> **Description of the task**
Please reproduce, exactly as given, the lines running from the start of the data to the line containing "[(335, 107), (273, 6), (279, 176)]", inclusive, and omit the pictures.

> **Dataset entries**
*** Block opens ***

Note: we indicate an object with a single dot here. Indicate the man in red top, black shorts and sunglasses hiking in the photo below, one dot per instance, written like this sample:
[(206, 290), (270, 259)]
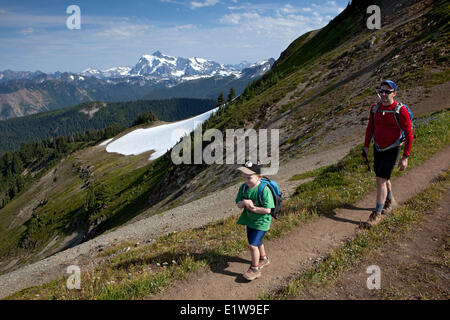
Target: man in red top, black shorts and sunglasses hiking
[(388, 130)]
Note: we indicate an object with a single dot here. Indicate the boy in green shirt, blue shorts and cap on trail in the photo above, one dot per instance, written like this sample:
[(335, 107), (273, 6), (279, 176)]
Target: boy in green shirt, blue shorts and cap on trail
[(256, 216)]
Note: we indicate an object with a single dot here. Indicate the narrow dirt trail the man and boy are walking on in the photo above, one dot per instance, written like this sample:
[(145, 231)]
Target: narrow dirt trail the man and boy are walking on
[(295, 253)]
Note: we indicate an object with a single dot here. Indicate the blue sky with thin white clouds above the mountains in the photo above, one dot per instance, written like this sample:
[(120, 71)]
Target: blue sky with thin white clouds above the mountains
[(34, 35)]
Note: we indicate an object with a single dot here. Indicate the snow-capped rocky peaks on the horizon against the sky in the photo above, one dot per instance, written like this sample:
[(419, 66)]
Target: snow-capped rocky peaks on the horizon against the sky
[(163, 67)]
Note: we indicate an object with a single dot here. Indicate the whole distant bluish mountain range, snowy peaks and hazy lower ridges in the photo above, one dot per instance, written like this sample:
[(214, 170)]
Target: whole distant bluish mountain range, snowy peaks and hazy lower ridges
[(155, 76)]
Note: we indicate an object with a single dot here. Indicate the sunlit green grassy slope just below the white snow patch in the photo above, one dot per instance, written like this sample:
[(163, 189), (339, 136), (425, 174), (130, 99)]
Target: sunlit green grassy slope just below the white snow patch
[(127, 186)]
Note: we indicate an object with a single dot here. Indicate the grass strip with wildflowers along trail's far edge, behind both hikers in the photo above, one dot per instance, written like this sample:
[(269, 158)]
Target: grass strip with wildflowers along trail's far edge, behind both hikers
[(136, 273)]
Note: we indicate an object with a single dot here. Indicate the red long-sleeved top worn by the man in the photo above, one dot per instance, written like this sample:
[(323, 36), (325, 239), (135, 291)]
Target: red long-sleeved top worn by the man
[(386, 128)]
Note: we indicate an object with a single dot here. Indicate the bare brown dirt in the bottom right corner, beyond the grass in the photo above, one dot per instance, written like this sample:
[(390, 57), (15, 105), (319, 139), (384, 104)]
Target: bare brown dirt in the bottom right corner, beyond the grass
[(412, 265)]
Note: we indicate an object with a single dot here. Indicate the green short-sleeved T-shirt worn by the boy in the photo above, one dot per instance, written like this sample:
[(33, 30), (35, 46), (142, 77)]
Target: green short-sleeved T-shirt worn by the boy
[(255, 220)]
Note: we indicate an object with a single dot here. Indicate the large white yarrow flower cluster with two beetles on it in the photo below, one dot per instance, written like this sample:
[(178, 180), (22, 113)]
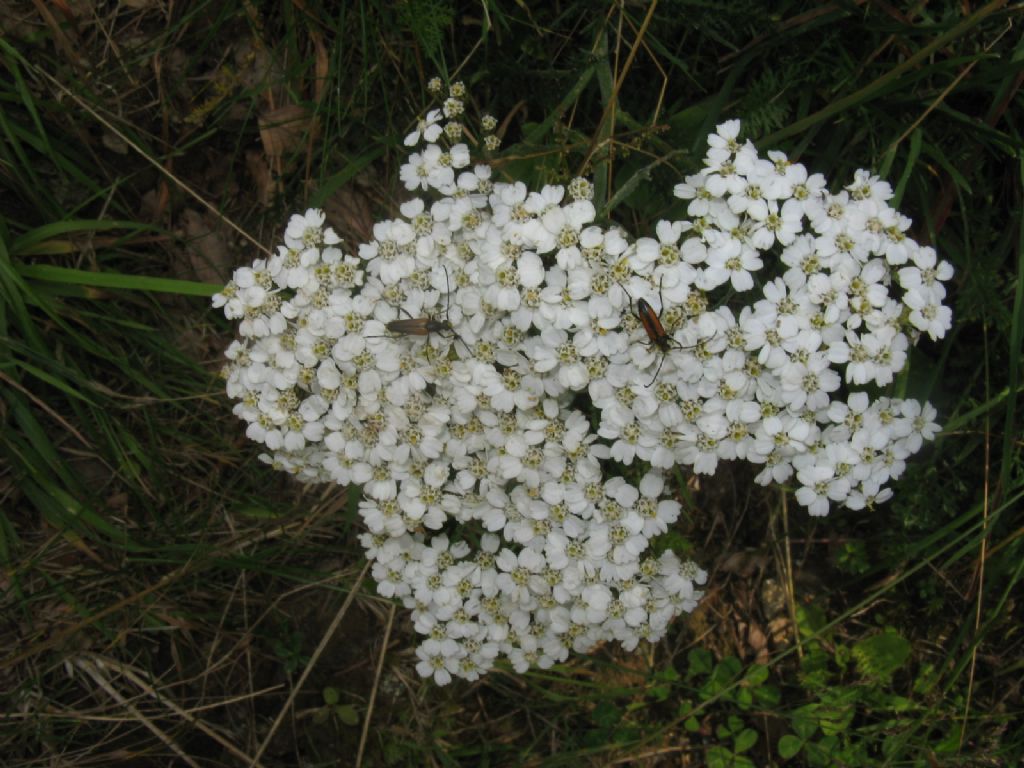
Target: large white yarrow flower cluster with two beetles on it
[(450, 371)]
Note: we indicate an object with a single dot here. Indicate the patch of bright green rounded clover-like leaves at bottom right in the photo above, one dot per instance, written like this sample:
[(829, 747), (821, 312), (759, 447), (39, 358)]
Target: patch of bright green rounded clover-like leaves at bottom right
[(854, 711)]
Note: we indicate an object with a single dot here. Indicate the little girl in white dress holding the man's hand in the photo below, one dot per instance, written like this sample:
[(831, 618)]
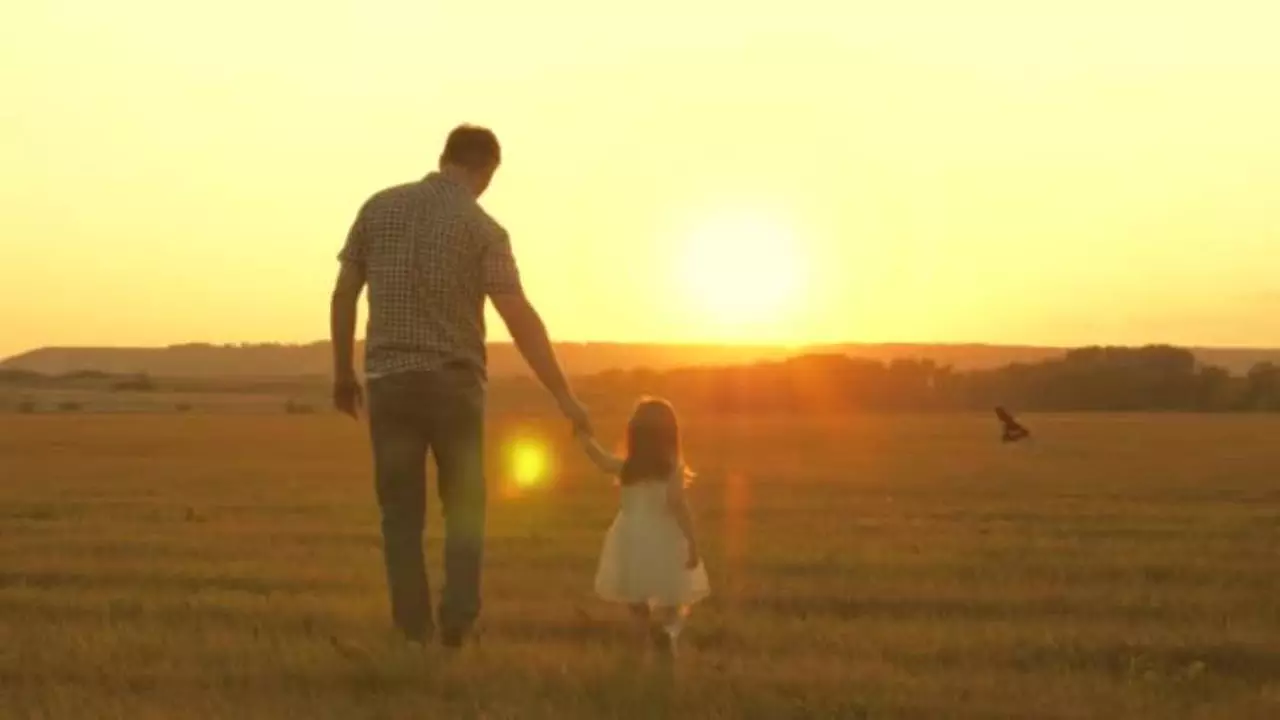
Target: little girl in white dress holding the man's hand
[(651, 559)]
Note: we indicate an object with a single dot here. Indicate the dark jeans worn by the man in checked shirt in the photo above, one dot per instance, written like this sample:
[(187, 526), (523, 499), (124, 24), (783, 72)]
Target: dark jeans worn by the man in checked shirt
[(410, 416)]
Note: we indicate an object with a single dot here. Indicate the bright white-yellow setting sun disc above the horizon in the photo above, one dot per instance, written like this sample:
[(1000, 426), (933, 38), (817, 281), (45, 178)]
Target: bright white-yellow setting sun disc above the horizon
[(743, 270)]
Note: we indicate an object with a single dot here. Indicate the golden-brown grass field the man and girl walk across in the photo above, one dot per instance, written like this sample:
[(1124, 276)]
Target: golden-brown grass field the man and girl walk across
[(195, 567)]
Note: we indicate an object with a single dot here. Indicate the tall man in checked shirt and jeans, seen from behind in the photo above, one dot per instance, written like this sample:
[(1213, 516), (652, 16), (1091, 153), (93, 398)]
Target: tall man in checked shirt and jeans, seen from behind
[(431, 256)]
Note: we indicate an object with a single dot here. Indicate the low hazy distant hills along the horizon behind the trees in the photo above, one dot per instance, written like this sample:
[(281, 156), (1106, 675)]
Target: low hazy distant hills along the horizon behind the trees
[(580, 359)]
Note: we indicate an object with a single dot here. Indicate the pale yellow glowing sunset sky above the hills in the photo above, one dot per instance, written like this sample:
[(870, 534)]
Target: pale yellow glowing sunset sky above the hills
[(1000, 171)]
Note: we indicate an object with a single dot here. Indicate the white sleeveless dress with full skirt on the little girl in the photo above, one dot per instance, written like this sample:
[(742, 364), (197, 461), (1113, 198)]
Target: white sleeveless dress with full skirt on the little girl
[(646, 553)]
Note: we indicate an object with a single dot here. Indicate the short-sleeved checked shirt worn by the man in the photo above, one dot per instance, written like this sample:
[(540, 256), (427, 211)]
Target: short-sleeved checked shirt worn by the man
[(431, 256)]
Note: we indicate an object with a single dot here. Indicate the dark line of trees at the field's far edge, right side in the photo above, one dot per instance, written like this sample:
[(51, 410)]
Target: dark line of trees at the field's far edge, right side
[(1153, 379)]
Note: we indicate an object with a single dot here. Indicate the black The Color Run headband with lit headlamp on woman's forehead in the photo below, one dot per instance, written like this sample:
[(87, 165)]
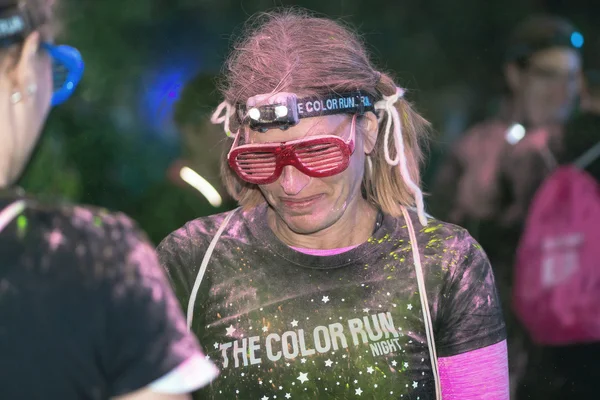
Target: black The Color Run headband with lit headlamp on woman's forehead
[(285, 110)]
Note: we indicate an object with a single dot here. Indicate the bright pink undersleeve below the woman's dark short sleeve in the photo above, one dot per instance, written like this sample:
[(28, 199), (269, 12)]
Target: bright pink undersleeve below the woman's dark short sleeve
[(480, 374)]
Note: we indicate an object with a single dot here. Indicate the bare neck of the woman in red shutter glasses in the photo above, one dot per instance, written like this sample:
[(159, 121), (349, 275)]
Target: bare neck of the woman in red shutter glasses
[(354, 227)]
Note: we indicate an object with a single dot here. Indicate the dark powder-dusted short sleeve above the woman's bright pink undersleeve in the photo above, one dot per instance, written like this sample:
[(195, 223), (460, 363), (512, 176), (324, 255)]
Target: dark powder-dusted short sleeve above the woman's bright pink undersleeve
[(470, 315)]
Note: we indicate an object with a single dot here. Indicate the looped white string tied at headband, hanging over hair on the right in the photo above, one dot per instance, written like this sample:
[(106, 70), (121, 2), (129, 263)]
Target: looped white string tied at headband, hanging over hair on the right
[(388, 105)]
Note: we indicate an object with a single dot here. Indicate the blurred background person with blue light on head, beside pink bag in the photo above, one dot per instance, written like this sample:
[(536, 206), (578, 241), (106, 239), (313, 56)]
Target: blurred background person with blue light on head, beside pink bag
[(491, 174)]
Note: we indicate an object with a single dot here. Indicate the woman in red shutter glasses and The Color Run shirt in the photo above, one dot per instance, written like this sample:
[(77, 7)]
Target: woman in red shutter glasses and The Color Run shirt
[(330, 281)]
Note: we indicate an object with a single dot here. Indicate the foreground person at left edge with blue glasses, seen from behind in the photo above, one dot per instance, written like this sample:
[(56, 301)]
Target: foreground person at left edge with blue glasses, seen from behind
[(85, 308)]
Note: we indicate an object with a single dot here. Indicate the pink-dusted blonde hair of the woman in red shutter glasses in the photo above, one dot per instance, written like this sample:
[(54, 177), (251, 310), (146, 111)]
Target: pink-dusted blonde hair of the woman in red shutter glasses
[(294, 51)]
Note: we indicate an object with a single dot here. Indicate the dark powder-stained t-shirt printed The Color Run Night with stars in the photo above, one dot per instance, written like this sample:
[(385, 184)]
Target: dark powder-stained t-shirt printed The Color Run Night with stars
[(283, 324)]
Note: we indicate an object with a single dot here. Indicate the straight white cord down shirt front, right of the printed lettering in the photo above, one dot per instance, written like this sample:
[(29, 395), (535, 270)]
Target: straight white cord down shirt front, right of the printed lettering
[(424, 304)]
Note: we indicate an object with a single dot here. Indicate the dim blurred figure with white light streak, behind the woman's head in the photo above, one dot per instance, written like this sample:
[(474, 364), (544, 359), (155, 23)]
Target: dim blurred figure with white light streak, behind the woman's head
[(174, 200)]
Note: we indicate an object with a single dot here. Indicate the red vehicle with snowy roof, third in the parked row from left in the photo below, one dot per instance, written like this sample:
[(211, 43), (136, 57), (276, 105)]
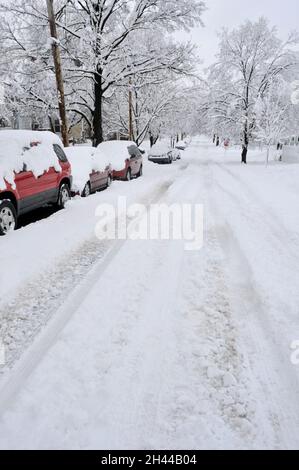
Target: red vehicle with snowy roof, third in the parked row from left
[(125, 158)]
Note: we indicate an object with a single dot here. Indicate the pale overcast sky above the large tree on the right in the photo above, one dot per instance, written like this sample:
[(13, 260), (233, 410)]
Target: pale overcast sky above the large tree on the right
[(230, 13)]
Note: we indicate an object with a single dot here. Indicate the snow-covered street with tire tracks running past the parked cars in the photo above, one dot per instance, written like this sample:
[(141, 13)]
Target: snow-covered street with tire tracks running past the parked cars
[(146, 345)]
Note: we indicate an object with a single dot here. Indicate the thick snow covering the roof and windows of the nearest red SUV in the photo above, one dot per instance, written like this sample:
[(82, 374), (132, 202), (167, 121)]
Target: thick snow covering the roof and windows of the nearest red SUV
[(35, 149)]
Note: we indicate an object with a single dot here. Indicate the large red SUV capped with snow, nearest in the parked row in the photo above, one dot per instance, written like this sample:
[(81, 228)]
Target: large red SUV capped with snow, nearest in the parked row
[(34, 171)]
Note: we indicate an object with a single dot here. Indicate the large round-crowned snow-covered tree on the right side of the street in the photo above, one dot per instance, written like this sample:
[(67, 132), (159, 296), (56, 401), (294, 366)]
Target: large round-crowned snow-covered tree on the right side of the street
[(250, 58)]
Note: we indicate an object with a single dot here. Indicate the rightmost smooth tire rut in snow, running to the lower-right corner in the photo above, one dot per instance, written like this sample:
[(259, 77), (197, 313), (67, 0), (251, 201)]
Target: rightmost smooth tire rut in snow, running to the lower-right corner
[(269, 377)]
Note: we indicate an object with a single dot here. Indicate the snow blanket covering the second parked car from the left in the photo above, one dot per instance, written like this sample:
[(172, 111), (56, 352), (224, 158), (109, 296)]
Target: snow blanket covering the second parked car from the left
[(84, 161)]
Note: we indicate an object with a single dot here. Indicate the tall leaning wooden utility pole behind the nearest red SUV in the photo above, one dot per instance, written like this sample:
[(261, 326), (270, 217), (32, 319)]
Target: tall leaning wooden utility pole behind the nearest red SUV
[(58, 73)]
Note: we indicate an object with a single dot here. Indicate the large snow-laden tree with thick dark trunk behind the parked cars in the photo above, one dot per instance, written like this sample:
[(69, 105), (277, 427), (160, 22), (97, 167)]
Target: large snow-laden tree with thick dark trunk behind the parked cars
[(97, 43)]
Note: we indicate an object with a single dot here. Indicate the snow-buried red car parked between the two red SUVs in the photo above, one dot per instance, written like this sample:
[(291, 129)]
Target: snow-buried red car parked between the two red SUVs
[(91, 170)]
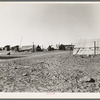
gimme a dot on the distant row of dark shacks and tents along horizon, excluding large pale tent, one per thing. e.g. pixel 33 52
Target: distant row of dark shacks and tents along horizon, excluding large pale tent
pixel 32 48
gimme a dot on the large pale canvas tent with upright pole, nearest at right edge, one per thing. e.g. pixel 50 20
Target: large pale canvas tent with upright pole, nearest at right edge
pixel 87 47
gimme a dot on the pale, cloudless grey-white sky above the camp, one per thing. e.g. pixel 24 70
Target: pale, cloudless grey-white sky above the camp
pixel 48 23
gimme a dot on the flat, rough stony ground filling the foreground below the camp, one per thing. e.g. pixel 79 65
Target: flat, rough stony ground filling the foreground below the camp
pixel 56 71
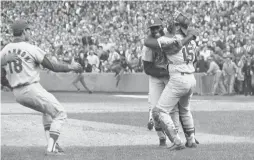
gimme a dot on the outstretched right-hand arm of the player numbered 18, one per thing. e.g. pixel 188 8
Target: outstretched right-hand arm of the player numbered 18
pixel 57 66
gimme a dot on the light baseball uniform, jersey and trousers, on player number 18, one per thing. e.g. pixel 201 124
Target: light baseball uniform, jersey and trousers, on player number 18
pixel 23 76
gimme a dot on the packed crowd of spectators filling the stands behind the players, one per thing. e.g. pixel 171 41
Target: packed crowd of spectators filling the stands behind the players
pixel 106 32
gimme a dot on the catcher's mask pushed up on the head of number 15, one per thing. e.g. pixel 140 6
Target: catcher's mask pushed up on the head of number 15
pixel 182 21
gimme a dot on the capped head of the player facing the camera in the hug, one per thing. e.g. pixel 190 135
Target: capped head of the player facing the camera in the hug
pixel 156 27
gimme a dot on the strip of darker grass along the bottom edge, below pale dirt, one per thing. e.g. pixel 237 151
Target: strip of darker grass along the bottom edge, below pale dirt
pixel 203 152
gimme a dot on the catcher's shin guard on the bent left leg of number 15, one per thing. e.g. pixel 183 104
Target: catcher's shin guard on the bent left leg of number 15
pixel 164 120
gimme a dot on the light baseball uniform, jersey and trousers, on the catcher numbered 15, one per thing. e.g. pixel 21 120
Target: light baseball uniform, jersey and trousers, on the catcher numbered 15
pixel 180 86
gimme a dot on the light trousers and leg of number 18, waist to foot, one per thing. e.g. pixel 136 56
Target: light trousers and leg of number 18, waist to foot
pixel 36 97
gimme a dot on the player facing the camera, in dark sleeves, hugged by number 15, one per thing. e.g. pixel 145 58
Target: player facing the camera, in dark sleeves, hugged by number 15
pixel 155 64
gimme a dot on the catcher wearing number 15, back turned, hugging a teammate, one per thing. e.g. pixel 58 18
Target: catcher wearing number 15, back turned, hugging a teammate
pixel 180 53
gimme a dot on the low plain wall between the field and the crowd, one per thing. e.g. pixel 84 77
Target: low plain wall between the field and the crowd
pixel 106 82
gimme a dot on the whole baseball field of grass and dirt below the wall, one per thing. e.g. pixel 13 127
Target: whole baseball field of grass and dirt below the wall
pixel 113 127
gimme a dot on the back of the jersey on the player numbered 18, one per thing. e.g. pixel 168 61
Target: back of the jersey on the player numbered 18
pixel 25 70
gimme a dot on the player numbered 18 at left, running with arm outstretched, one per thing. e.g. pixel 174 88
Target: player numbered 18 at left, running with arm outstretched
pixel 21 62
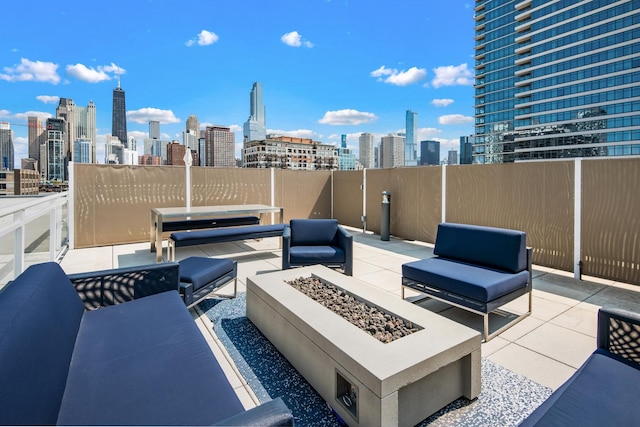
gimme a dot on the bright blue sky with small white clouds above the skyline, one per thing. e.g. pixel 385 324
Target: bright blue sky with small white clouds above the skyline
pixel 327 67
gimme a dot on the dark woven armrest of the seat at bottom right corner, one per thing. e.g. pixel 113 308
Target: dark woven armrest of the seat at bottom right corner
pixel 619 333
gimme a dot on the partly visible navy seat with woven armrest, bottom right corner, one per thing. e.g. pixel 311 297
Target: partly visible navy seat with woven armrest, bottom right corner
pixel 605 389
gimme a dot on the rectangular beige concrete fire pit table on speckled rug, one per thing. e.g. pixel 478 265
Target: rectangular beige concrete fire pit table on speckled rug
pixel 367 382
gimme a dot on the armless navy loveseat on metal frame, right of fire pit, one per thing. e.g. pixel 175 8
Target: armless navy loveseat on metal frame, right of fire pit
pixel 476 268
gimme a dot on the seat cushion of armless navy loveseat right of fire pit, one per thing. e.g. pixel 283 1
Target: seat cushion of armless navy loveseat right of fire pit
pixel 478 283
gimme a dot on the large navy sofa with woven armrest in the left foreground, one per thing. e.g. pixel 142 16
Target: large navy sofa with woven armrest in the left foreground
pixel 133 362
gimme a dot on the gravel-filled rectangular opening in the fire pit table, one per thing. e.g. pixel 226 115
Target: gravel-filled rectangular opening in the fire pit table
pixel 385 327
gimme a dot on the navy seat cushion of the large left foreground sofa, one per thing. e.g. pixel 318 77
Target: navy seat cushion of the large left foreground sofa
pixel 145 362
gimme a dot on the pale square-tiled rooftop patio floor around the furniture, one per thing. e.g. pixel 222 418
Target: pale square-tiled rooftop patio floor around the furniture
pixel 547 347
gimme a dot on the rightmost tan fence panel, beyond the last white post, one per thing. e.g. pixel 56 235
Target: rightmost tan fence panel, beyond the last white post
pixel 611 219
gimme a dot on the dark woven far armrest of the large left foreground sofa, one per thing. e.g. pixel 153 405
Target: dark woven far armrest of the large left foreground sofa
pixel 110 287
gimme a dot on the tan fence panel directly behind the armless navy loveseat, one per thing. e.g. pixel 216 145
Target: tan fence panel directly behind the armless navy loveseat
pixel 533 197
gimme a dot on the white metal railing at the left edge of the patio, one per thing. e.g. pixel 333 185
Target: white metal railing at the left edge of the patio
pixel 32 230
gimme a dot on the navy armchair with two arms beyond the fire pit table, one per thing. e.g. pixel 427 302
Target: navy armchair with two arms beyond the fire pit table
pixel 317 241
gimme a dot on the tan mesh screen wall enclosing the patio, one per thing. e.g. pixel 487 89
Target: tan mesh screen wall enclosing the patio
pixel 112 203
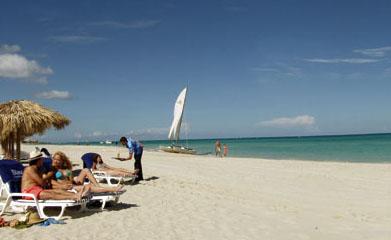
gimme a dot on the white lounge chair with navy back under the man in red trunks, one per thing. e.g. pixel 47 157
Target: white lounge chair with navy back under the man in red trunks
pixel 11 172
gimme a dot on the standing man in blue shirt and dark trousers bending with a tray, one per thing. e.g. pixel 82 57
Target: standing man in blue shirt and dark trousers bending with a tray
pixel 137 149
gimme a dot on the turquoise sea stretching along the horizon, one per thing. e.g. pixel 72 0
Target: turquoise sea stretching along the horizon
pixel 373 148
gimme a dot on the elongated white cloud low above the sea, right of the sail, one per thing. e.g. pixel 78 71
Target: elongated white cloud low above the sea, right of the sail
pixel 292 122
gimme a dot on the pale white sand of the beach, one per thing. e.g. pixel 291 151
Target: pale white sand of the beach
pixel 200 197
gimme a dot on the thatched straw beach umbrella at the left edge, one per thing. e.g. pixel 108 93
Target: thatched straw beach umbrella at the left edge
pixel 21 118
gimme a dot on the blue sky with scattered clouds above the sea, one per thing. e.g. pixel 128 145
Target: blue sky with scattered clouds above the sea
pixel 253 68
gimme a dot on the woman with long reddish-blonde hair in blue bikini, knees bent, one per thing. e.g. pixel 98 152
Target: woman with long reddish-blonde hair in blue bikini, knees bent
pixel 62 177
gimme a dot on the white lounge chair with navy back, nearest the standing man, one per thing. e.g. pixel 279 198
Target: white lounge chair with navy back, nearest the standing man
pixel 102 175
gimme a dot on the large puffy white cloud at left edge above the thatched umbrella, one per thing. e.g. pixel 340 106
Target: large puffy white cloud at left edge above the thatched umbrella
pixel 17 66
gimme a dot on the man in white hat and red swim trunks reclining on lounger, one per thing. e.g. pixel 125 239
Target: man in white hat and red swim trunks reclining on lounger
pixel 34 182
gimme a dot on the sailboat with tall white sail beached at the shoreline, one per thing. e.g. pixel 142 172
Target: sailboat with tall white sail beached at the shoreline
pixel 173 135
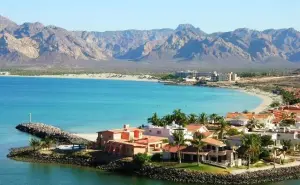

*** Block closes ***

> **Output of the exercise**
Note: we indicate an object with a single dot here. Indicate the man in red top, black shorts and sunglasses hiking in the photo below, one dot per instance, written like this sample:
[(206, 290), (270, 259)]
Target: man in red top, black shorts and sunglasses hiking
[(388, 130)]
Note: we indicate an object with a single dot here. Indicate the boy in green shirt, blue shorts and cap on trail in the photo above, one dot per instance, written like this sample:
[(335, 107), (273, 6), (279, 176)]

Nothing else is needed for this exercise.